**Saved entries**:
---*---
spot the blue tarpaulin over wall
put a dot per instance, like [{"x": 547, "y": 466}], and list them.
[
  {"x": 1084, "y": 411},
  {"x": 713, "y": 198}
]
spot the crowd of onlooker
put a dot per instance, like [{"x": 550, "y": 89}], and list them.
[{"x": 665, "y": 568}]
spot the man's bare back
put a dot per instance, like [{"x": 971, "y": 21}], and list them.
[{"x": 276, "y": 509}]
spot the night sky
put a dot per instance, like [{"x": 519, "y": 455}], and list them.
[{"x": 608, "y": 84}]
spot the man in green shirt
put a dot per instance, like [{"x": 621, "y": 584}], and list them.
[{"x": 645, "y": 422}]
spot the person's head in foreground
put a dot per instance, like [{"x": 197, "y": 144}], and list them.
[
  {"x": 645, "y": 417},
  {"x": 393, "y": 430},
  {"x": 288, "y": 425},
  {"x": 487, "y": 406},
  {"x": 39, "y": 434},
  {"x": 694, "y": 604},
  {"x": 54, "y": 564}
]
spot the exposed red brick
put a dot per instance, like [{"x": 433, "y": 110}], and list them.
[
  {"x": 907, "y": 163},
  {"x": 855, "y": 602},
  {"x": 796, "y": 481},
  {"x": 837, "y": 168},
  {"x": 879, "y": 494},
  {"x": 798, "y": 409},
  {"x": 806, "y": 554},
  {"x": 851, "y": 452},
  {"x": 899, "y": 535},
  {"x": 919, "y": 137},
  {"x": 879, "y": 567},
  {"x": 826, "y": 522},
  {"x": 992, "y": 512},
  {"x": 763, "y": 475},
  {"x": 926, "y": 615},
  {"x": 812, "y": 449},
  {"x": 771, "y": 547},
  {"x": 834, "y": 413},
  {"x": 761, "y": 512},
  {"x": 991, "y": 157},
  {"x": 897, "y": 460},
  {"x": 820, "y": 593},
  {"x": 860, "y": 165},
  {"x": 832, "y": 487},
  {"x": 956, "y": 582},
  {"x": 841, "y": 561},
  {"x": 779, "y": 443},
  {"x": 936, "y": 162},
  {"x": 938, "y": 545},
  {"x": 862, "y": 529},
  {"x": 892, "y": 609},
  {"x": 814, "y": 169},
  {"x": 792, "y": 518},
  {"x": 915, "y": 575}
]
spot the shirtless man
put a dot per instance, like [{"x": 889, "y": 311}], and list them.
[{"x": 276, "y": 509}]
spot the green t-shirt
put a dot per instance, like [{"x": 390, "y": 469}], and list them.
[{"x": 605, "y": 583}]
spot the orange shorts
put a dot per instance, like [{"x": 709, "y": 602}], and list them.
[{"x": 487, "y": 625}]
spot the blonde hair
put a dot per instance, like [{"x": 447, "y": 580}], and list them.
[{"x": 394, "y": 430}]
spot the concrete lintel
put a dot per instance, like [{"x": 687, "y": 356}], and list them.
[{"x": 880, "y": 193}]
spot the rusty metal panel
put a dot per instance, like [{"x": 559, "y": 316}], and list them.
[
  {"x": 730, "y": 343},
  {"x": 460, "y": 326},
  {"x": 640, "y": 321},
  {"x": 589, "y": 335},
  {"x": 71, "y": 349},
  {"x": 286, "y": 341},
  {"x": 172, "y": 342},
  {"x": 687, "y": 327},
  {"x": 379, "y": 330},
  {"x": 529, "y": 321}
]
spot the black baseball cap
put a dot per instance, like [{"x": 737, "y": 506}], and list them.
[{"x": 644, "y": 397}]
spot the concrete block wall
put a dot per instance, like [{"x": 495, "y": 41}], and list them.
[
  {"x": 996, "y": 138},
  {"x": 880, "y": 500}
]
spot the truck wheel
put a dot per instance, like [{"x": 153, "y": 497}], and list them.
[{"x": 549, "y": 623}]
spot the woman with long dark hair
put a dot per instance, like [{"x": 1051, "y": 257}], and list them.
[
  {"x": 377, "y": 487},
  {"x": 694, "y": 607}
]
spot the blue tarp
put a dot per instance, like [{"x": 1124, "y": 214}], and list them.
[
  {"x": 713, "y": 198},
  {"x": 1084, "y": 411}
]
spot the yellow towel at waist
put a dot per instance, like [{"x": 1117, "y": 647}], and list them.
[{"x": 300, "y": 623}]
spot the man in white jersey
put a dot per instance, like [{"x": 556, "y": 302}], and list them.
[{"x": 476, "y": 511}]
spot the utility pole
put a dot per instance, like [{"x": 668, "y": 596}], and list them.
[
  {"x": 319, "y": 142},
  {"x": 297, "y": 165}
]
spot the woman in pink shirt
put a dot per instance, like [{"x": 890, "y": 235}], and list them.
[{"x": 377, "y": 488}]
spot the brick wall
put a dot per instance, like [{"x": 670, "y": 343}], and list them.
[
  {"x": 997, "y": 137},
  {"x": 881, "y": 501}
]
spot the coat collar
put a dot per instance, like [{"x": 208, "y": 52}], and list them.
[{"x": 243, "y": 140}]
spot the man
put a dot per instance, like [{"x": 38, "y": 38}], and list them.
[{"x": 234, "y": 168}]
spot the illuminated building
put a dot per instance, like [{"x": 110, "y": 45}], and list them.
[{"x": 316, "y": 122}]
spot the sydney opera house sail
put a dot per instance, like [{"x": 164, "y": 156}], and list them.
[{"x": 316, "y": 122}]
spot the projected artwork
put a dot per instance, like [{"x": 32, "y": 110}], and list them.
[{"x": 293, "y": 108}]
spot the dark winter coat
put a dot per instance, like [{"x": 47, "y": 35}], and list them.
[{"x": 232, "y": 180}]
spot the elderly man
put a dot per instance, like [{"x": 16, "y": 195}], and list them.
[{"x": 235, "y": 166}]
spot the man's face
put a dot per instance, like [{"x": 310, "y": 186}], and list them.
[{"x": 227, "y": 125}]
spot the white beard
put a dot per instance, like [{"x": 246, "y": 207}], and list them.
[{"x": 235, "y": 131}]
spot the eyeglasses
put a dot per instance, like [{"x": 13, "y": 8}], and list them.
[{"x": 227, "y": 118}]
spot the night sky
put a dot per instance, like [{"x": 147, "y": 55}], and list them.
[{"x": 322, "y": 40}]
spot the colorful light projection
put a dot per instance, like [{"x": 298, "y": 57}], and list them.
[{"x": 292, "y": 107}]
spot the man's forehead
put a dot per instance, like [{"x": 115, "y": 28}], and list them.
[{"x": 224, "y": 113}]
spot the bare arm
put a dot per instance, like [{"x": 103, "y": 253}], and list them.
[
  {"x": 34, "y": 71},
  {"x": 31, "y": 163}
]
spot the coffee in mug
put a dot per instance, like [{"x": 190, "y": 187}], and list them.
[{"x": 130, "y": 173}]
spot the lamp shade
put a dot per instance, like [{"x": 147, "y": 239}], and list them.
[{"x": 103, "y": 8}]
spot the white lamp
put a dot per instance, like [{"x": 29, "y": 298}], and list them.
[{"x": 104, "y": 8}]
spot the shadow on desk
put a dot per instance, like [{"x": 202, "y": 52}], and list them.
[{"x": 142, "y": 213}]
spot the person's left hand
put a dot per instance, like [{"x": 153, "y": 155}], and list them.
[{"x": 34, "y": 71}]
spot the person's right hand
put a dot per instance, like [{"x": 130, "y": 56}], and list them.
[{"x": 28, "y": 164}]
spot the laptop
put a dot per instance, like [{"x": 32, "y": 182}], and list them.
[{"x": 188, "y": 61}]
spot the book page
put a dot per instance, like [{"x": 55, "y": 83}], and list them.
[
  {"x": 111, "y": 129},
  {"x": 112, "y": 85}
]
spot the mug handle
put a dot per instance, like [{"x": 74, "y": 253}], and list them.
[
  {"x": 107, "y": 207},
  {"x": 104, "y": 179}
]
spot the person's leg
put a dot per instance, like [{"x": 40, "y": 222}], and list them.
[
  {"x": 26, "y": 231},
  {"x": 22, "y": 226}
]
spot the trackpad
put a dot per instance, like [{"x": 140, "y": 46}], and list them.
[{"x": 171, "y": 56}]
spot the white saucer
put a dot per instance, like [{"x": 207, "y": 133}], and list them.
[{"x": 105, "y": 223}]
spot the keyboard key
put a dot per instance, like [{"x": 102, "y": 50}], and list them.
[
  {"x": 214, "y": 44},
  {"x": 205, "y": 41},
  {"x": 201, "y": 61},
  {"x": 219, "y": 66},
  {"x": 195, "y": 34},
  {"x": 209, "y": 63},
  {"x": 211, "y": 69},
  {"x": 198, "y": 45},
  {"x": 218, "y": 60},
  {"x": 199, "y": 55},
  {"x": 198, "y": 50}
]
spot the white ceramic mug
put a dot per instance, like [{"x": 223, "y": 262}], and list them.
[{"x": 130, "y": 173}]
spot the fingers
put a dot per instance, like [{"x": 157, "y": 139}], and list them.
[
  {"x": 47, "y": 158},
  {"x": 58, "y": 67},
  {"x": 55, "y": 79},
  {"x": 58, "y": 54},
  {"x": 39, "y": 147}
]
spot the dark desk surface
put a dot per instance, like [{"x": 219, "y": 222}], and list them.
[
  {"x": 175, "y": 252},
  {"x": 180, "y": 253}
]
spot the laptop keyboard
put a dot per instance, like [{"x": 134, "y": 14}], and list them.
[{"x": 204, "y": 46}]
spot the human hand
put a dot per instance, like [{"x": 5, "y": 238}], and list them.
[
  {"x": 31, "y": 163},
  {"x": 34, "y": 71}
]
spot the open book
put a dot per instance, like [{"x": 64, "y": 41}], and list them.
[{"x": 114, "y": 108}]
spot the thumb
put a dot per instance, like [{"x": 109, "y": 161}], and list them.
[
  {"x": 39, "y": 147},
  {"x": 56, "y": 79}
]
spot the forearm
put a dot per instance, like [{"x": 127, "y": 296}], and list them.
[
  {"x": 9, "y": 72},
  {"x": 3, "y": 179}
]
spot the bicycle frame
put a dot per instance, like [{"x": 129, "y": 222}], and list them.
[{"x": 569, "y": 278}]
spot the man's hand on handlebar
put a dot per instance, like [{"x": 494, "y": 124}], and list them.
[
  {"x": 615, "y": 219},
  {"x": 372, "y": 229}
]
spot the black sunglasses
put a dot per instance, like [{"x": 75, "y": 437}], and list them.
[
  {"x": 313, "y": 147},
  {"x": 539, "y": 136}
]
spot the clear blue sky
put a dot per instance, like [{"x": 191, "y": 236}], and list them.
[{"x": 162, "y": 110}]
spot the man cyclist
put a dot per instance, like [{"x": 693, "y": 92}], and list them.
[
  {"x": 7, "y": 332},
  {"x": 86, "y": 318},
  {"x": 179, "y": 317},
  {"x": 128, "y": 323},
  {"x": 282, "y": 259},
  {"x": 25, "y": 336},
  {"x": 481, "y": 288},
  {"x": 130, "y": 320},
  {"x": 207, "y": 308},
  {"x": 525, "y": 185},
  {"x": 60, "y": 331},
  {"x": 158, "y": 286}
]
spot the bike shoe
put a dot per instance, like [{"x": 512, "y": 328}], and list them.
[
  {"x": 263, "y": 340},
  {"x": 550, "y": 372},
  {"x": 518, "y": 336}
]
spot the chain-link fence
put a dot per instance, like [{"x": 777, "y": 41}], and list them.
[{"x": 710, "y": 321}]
---*---
**WHAT IS REQUIRED**:
Reproduce the entries exactly, starting at their first line and stopping after the line with "spot the orange shorts".

**RESULT BELOW**:
spot the blue tarpaulin over wall
put a dot per instance, like [{"x": 547, "y": 466}], and list them.
[
  {"x": 1084, "y": 411},
  {"x": 713, "y": 198}
]
spot the crowd of onlooker
put a dot per instance, like [{"x": 550, "y": 89}], and list them.
[{"x": 665, "y": 568}]
spot the man's bare back
put a dot per instance, like [{"x": 971, "y": 21}], and list them.
[{"x": 276, "y": 509}]
spot the night sky
put a dot per instance, like [{"x": 519, "y": 455}], and list them.
[{"x": 608, "y": 84}]
spot the man in green shirt
put a dot per instance, like [{"x": 621, "y": 584}], and list them.
[{"x": 645, "y": 422}]
spot the person's head in foreground
put a dot per instance, like [{"x": 197, "y": 144}], and list them.
[
  {"x": 645, "y": 417},
  {"x": 393, "y": 430},
  {"x": 288, "y": 425},
  {"x": 487, "y": 406},
  {"x": 39, "y": 434},
  {"x": 694, "y": 604},
  {"x": 54, "y": 564}
]
spot the exposed red brick
put a dot per instance, like [{"x": 433, "y": 110}], and list them.
[
  {"x": 907, "y": 163},
  {"x": 855, "y": 602},
  {"x": 796, "y": 481},
  {"x": 837, "y": 168},
  {"x": 879, "y": 494},
  {"x": 798, "y": 409},
  {"x": 806, "y": 554},
  {"x": 851, "y": 452},
  {"x": 899, "y": 535},
  {"x": 919, "y": 137},
  {"x": 879, "y": 567},
  {"x": 826, "y": 522},
  {"x": 992, "y": 512},
  {"x": 763, "y": 475},
  {"x": 926, "y": 615},
  {"x": 812, "y": 449},
  {"x": 771, "y": 547},
  {"x": 834, "y": 413},
  {"x": 761, "y": 512},
  {"x": 991, "y": 157},
  {"x": 897, "y": 460},
  {"x": 820, "y": 593},
  {"x": 860, "y": 165},
  {"x": 832, "y": 487},
  {"x": 956, "y": 582},
  {"x": 841, "y": 561},
  {"x": 779, "y": 443},
  {"x": 936, "y": 162},
  {"x": 938, "y": 545},
  {"x": 862, "y": 529},
  {"x": 892, "y": 609},
  {"x": 814, "y": 169},
  {"x": 792, "y": 518},
  {"x": 915, "y": 575}
]
spot the shirtless man
put a dot per instance, like [{"x": 889, "y": 311}], and list them.
[{"x": 276, "y": 509}]
spot the green t-shirt
put a dot per instance, like [{"x": 390, "y": 469}], and list them.
[{"x": 605, "y": 583}]
spot the orange shorts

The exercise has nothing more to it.